CHALLENGE: Pick up the California regulation on harassment in employment after its final sentence and carry it on in the same style.

TEXT TO READ:

..........

Cal. Code Regs. Tit. 2, § 11019 - Terms, Conditions and Privileges of Employment
(a) Fringe Benefits. (Reserved.)
(b) Harassment.
(1) For all purposes related to the Act's
protections of individuals from unlawful harassment, the term "employee" shall
include unpaid interns, volunteers, and persons providing services pursuant to
a contract.
(2) Harassment includes
but is not limited to:
(A) Verbal harassment,
e.g., epithets, derogatory comments or slurs on a basis enumerated in the
Act;
(B) Physical harassment, e.g.,
assault, impeding or blocking movement, or any physical interference with
normal work or movement, when directed at an individual on a basis enumerated
in the Act;
(C) Visual forms of
harassment, e.g., derogatory posters, cartoons, or drawings on a basis
enumerated in the Act; or
(D)
Sexual favors, e.g., unwanted sexual advances, which condition an employment
benefit upon an exchange of sexual favors. [See also section
11034(f)(1).]
(E) In applying this subsection, the rights
of free speech and association shall be accommodated consistently with the
intent of this subsection.
(3) Harassment of an applicant or employee by
an employer or other covered entity, its agents or supervisors is
unlawful.
(4) Harassment of an
applicant or employee by an employee other than those listed in subsection
(b)(3) above is unlawful if the employer or other covered entity, its agents or
supervisors knows of such conduct and fails to take immediate and appropriate
corrective action. Proof of such knowledge may be direct or circumstantial. If
the employer or other covered entity, its agents or supervisors did not know
but should have known of the harassment, knowledge shall be imputed unless the
employer or other covered entity can establish that it took reasonable steps to
prevent harassment from occurring. Such steps may include affirmatively raising
the subject of harassment, expressing strong disapproval, developing
appropriate sanctions, informing employees of their right to raise and how to
raise the issue of harassment under California law, and developing methods to
sensitize all concerned.

..........

[Location identification listing]
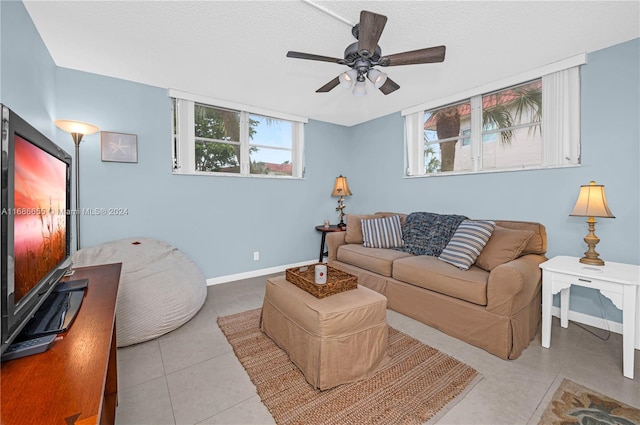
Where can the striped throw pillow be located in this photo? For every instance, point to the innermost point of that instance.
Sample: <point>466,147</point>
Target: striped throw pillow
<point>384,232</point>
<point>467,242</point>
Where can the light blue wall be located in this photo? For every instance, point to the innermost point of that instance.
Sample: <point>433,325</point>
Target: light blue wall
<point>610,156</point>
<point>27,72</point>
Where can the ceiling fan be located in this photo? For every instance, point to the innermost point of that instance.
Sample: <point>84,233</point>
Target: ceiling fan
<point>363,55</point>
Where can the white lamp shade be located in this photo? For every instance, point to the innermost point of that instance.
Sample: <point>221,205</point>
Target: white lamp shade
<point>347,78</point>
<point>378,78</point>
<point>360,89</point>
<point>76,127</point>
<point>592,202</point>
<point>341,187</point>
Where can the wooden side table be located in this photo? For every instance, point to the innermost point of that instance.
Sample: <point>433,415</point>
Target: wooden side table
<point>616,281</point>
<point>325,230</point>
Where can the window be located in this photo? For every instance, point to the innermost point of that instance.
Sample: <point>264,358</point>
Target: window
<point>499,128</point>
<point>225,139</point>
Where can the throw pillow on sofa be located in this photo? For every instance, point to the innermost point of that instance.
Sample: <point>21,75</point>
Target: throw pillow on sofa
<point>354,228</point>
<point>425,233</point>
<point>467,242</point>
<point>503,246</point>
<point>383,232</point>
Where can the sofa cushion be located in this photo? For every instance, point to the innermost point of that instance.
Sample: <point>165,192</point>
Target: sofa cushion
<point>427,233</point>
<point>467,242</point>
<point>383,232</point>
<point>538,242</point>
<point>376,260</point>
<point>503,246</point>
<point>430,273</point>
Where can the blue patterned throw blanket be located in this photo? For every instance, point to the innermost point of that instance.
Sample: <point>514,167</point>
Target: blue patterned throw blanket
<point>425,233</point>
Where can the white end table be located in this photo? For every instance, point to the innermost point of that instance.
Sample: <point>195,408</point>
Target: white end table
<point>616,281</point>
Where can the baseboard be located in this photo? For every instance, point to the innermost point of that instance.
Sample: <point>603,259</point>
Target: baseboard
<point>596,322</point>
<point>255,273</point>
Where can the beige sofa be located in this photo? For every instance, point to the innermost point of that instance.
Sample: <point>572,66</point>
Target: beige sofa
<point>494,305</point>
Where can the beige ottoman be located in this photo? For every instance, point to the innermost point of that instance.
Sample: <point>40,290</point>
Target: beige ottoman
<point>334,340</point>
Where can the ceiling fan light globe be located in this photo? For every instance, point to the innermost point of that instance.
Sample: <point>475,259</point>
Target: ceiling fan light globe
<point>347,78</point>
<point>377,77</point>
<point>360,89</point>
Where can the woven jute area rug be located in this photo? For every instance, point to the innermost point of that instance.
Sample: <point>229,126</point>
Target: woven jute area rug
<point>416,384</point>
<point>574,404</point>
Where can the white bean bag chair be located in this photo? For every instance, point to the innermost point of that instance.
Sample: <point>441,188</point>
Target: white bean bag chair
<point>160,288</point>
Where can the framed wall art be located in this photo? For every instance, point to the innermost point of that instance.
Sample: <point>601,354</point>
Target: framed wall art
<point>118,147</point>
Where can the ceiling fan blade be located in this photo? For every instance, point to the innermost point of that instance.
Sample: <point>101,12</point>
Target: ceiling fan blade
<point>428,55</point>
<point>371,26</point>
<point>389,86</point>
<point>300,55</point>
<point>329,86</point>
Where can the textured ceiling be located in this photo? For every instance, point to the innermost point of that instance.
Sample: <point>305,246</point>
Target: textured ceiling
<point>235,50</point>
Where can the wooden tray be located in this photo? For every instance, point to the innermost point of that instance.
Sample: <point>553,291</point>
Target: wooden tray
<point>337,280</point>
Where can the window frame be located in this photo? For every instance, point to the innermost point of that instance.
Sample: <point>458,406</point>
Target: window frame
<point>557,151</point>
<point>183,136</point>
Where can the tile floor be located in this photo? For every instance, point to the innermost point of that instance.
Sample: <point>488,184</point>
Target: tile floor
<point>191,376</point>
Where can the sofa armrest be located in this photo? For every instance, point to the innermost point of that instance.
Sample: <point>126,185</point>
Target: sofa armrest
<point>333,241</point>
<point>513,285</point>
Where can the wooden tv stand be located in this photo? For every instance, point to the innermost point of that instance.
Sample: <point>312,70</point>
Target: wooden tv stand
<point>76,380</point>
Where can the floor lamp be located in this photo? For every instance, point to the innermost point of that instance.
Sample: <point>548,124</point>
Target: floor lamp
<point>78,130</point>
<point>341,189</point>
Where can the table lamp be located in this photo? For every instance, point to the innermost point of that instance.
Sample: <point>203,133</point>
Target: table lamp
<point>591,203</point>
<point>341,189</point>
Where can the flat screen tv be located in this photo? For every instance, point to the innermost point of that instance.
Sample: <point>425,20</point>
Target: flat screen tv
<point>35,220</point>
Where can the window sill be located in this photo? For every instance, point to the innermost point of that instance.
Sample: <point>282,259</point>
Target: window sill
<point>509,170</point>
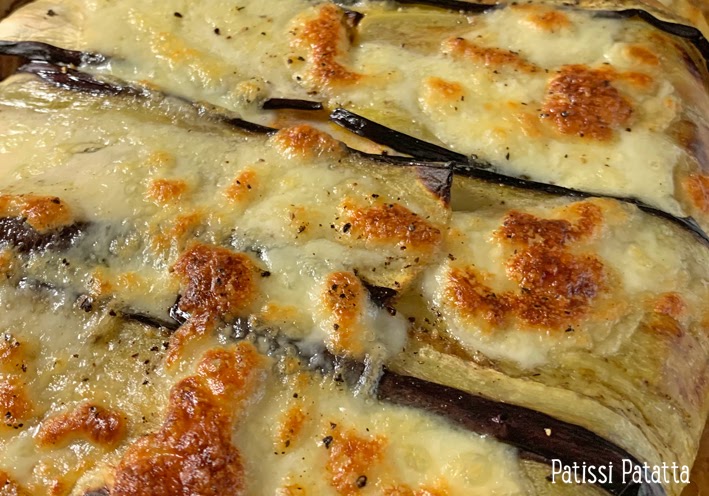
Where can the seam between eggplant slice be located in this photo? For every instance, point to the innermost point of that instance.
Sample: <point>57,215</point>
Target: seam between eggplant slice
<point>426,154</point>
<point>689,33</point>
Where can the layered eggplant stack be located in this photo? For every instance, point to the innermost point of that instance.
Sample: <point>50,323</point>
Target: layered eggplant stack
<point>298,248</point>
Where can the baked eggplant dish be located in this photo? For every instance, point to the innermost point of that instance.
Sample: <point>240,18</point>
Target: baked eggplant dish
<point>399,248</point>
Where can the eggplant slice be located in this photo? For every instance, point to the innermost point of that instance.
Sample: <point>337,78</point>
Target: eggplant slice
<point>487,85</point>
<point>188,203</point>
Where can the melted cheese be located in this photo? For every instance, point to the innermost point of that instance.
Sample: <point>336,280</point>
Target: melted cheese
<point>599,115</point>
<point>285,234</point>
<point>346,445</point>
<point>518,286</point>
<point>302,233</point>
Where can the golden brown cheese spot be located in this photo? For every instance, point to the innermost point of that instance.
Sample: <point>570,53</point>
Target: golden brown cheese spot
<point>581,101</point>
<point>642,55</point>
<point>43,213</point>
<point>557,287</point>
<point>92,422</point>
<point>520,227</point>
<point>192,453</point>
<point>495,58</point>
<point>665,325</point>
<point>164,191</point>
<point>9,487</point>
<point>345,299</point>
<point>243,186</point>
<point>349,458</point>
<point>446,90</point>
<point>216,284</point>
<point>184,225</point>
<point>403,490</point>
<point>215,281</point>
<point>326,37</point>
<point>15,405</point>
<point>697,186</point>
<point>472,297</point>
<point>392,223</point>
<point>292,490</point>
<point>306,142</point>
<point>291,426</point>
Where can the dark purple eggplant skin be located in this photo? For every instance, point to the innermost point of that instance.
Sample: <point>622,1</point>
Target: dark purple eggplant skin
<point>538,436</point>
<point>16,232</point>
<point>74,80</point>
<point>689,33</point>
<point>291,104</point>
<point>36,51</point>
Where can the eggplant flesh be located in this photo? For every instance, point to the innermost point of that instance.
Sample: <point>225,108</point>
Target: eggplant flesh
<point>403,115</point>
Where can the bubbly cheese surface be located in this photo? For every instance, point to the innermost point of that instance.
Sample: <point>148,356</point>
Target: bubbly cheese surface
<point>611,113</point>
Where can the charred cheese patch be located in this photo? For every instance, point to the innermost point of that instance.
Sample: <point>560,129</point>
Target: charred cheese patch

..........

EXPECTED OUTPUT:
(5) An
employee who has been harassed on the job by a co-employee should inform the
employer or other covered entity of the aggrievement; however, an employee's
failure to give such notice is not an affirmative defense.
(6) An employee who engages in unlawful
harassment of a co-employee is personally liable for the harassment, regardless
of whether the employer knew or should have known of the conduct and/or failed
to take appropriate corrective action.
(c) Physical Appearance, Grooming, and Dress
Standards. It is lawful for an employer or other covered entity to impose upon
an employee physical appearance, grooming, or dress standards. However, if such
a standard discriminates on a basis enumerated in the Act and if it also
significantly burdens the individual in his or her employment, it is
unlawful.
(d) Reasonable
Discipline. Nothing in these regulations may be construed as limiting an
employer's or other covered entity's right to take reasonable disciplinary
measures, which do not discriminate on a basis enumerated in the Act.
(e) Seniority. (Reserved.)
Notes
2. New subsection (b)(1), subsection renumbering, amendment of newly designated subsection (b)(4) and new subsection (b)(6) filed 12-9-2015; operative 4-1-2016 (Register 2015, No. 50).
Note: Authority: Section 12935(a), Government Code. Reference: Sections 12920, 12921, 12940, 12941 and 12942, Government Code.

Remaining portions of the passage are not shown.